**Required task:** Convert the data into a two-column CSV with the headers "request" and "answer", one row per request. Put each request's text and its answer in a single quoted field, with line breaks replaced by spaces.

(Stored entries)
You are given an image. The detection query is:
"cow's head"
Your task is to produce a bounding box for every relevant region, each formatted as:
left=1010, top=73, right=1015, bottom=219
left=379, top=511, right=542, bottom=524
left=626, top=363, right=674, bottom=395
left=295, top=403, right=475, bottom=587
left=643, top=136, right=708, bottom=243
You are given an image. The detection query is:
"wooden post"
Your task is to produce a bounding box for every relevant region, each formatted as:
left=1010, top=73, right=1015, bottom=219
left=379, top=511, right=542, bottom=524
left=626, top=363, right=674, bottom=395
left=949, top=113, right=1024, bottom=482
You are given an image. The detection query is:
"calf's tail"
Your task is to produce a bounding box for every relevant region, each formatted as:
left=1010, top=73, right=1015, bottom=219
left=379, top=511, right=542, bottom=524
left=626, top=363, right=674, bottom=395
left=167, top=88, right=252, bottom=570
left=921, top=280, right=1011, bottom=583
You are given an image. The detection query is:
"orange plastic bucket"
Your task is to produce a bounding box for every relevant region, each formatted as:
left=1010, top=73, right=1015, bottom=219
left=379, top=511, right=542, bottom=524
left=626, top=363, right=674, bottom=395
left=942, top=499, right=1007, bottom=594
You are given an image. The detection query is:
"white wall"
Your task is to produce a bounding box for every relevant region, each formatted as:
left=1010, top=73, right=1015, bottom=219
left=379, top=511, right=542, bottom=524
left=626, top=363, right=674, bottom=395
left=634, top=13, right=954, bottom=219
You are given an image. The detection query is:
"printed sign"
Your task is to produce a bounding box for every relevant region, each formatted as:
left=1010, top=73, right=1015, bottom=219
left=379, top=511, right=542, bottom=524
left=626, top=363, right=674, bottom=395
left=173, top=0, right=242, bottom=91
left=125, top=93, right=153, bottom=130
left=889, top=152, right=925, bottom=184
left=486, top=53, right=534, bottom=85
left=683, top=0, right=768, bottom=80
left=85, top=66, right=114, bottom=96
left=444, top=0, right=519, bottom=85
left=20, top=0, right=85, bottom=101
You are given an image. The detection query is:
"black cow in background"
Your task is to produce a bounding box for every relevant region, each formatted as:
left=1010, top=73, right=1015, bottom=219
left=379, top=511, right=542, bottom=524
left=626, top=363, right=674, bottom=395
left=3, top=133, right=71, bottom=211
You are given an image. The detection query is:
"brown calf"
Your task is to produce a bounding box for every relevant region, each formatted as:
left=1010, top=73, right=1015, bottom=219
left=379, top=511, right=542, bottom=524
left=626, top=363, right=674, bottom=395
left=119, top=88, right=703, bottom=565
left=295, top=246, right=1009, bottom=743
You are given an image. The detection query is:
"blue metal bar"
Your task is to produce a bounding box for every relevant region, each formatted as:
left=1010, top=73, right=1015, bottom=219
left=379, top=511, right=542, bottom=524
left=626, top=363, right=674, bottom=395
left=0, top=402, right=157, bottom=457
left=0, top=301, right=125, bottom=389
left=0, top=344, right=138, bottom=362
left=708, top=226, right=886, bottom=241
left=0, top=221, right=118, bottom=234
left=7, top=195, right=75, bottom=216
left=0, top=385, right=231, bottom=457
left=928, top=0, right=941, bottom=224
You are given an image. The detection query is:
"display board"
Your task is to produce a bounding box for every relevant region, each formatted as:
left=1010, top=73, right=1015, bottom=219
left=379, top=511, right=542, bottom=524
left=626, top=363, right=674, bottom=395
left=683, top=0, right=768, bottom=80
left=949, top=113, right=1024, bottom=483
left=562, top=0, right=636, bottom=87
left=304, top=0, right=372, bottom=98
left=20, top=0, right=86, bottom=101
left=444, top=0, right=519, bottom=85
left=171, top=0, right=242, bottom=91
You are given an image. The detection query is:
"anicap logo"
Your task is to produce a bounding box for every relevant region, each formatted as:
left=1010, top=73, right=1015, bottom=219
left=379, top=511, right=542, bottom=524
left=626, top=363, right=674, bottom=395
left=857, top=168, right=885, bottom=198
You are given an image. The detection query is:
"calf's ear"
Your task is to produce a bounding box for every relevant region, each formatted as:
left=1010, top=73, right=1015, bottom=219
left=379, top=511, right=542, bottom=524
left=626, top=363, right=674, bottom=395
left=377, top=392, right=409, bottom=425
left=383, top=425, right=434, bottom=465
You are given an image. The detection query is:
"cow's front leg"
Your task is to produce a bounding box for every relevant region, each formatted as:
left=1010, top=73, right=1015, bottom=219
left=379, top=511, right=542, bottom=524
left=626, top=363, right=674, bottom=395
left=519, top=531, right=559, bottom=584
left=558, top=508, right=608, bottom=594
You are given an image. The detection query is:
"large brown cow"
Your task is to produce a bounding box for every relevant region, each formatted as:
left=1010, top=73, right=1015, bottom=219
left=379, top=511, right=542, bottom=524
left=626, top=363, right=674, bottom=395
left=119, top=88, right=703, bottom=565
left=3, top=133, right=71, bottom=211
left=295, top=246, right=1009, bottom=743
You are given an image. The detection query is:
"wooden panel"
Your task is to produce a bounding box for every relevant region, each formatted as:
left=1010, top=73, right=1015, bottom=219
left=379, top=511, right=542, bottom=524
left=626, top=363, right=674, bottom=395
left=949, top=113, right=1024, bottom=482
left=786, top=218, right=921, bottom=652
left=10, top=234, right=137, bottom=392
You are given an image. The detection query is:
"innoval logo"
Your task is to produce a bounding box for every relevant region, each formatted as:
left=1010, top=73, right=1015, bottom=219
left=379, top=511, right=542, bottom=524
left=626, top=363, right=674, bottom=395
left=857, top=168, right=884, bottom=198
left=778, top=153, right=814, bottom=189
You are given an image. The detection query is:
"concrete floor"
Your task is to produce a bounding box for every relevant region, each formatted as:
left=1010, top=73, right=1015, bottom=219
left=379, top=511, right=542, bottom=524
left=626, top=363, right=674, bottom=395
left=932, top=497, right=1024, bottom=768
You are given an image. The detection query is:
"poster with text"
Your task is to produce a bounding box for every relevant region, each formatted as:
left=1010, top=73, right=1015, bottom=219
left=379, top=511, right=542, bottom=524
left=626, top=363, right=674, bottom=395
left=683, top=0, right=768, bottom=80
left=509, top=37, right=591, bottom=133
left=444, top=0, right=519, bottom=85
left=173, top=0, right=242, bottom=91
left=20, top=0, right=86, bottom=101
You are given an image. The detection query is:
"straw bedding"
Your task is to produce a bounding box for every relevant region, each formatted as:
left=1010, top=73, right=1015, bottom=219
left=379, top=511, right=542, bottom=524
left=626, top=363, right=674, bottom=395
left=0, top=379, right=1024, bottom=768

**Answer for the task:**
request,answer
"You are given an image. The detection query is: ""cow's head"" Your task is to produce a bounding box for every relevant region, each formatted as: left=1010, top=73, right=1015, bottom=219 left=379, top=511, right=542, bottom=524 left=626, top=363, right=674, bottom=395","left=295, top=403, right=475, bottom=587 left=643, top=136, right=708, bottom=243"
"You are given an image. The detection query is: ""wooden post"" Your task is to produce a bounding box for every relevant region, each formatted as: left=1010, top=73, right=1015, bottom=219 left=379, top=511, right=542, bottom=524 left=626, top=363, right=674, bottom=395","left=949, top=113, right=1024, bottom=482"
"You are given an image. The detection query is: ""calf's tail"" Your task is to produce a bounding box for every relevant region, each formatted as: left=1010, top=73, right=1015, bottom=219 left=379, top=511, right=542, bottom=524 left=626, top=363, right=674, bottom=395","left=167, top=88, right=252, bottom=570 left=921, top=280, right=1011, bottom=583"
"You are given an image. The detection query is: ""orange plastic bucket"" Your task is to produce a bounding box for every relevant region, each formatted as: left=1010, top=73, right=1015, bottom=219 left=379, top=511, right=542, bottom=524 left=626, top=363, right=674, bottom=395","left=942, top=499, right=1007, bottom=594"
"You are given an image. The detection query is: ""white wall"" Your task is to produce a bounding box for every relevant region, each formatted as: left=1010, top=73, right=1015, bottom=219 left=379, top=511, right=542, bottom=524 left=626, top=363, right=674, bottom=395","left=634, top=13, right=954, bottom=219"
"You are given an image. The detection query is: ""printed sign"" Your task is to produce a bounding box for every relevant region, each formatted as: left=1010, top=73, right=1015, bottom=219 left=379, top=511, right=542, bottom=524 left=626, top=363, right=674, bottom=395","left=173, top=0, right=242, bottom=91 left=125, top=93, right=153, bottom=130 left=889, top=152, right=925, bottom=184 left=486, top=53, right=534, bottom=85 left=683, top=0, right=768, bottom=80 left=85, top=66, right=114, bottom=96 left=444, top=0, right=519, bottom=85 left=20, top=0, right=85, bottom=101"
"You are given an image. The detection query is: ""black cow in background"" Your task is to produce a bounding box for every relevant region, each formatted as: left=1010, top=73, right=1015, bottom=219 left=379, top=511, right=542, bottom=524 left=626, top=363, right=674, bottom=395","left=3, top=133, right=71, bottom=211"
"You are given an image. The detection query is: ""brown calf"" Your task is to produce a bounding box for every relevant region, each formatted as: left=1010, top=73, right=1015, bottom=219 left=379, top=511, right=542, bottom=524 left=626, top=363, right=674, bottom=395","left=119, top=88, right=703, bottom=565 left=295, top=246, right=1009, bottom=743"
"You are given an image. The detection query is: ""blue metal bar"" Your task is to produce a bounding box for every relevant region, each formatted as: left=1010, top=73, right=1015, bottom=219 left=379, top=511, right=542, bottom=524 left=626, top=363, right=674, bottom=395","left=0, top=402, right=157, bottom=457 left=0, top=301, right=125, bottom=389 left=0, top=344, right=138, bottom=362 left=708, top=226, right=886, bottom=241 left=0, top=221, right=118, bottom=234 left=7, top=195, right=75, bottom=216 left=0, top=385, right=231, bottom=457 left=928, top=0, right=941, bottom=224"
"You are given an image. The detection query is: ""display board"" Your task is to produce a bounding box for every relevant region, each formatted as: left=1010, top=73, right=1015, bottom=219 left=379, top=511, right=542, bottom=524 left=626, top=363, right=674, bottom=395","left=683, top=0, right=768, bottom=80 left=949, top=113, right=1024, bottom=483 left=562, top=0, right=636, bottom=87 left=304, top=0, right=372, bottom=98 left=20, top=0, right=86, bottom=101 left=444, top=0, right=519, bottom=85 left=171, top=0, right=242, bottom=91"
"You are given an image. The detection query is: ""anicap logo"" Your task is to produce a bounding box for every relevant region, each formatted as: left=1010, top=73, right=1015, bottom=219 left=379, top=511, right=542, bottom=524 left=626, top=363, right=674, bottom=395","left=857, top=168, right=885, bottom=198"
"You are given an image. The detection query is: ""calf's ear"" Your task is to produce a bounding box for every relevant region, each formatted as: left=1010, top=73, right=1015, bottom=219 left=379, top=511, right=542, bottom=524 left=626, top=363, right=674, bottom=395","left=377, top=392, right=409, bottom=425 left=383, top=425, right=434, bottom=465"
"You are given an image. The detection query is: ""cow's front leg"" Your task is to produce a bounding box for every relevant region, each formatted as: left=1010, top=73, right=1015, bottom=219 left=379, top=511, right=542, bottom=524 left=626, top=363, right=674, bottom=395","left=519, top=531, right=559, bottom=584 left=558, top=508, right=608, bottom=594"
"You are given an image. The detection query is: ""large brown cow"" Your task is to produce a bounding box for every relevant region, each formatted as: left=1010, top=73, right=1015, bottom=219 left=379, top=511, right=542, bottom=524 left=626, top=363, right=674, bottom=395","left=119, top=88, right=703, bottom=565 left=3, top=133, right=71, bottom=211 left=295, top=246, right=1009, bottom=743"
"You are given an image. The detection query is: ""wooden panel"" Your task is to produce a bounding box for every relevant region, each formatted as: left=1010, top=73, right=1015, bottom=219 left=379, top=511, right=542, bottom=524 left=626, top=363, right=674, bottom=395","left=949, top=113, right=1024, bottom=482 left=786, top=218, right=921, bottom=652 left=10, top=234, right=137, bottom=392"
"You are given an image. The detection query is: ""innoval logo"" Your task is to produce a bounding box for every relevant region, each formatted as: left=1010, top=73, right=1015, bottom=219 left=379, top=511, right=542, bottom=524 left=626, top=363, right=674, bottom=395","left=857, top=168, right=884, bottom=198 left=778, top=153, right=814, bottom=189"
"You are given an image. The detection query is: ""concrete floor"" Your task is to produce a bounding box for every relevant region, each formatted as: left=1010, top=73, right=1015, bottom=219 left=379, top=511, right=542, bottom=524 left=626, top=363, right=674, bottom=395","left=932, top=497, right=1024, bottom=768"
"You are given an image. The detection query is: ""poster with text"" Your task is to produce a bounding box for every relevant region, each formatted as: left=1010, top=73, right=1015, bottom=219 left=379, top=511, right=542, bottom=524 left=626, top=363, right=674, bottom=395","left=683, top=0, right=768, bottom=80 left=509, top=37, right=591, bottom=133 left=444, top=0, right=519, bottom=85 left=173, top=0, right=242, bottom=91 left=20, top=0, right=86, bottom=101"
"You are given an image. The detection query is: ""straw bedding"" Your task is to produce a bounding box for every relevant region, each formatted as: left=1010, top=73, right=1015, bottom=219 left=379, top=511, right=542, bottom=524 left=626, top=363, right=674, bottom=395","left=0, top=379, right=1024, bottom=768"